- **Task description**
List every line in the records below that contains the word "pole".
Start of Task input
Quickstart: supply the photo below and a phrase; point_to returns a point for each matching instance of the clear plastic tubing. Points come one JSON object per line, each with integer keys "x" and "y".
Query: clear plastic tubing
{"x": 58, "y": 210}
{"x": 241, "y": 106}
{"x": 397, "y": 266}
End of Task input
Start of Task input
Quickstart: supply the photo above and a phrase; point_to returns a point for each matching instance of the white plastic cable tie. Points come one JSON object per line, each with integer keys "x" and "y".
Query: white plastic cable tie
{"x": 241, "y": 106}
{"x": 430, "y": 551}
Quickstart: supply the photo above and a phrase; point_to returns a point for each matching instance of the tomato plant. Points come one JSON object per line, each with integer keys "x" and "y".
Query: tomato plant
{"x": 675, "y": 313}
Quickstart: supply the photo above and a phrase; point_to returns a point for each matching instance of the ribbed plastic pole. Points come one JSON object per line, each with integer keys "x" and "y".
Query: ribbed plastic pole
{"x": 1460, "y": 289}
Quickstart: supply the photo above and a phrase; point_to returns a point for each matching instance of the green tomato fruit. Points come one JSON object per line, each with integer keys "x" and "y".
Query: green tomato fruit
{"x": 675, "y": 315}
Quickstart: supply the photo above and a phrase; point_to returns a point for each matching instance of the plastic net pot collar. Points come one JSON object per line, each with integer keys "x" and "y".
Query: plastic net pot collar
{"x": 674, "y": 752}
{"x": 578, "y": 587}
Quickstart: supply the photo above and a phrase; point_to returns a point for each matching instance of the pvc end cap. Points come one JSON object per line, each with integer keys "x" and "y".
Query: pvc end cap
End of Task input
- **Solution to this task**
Quickstart: supply the photo above and a phrase; point_to returns a point for each matching instance of the ribbed plastic pole. Points come one JSON object per line, each with integer keys "x" and "y".
Query: ribbed plastic pole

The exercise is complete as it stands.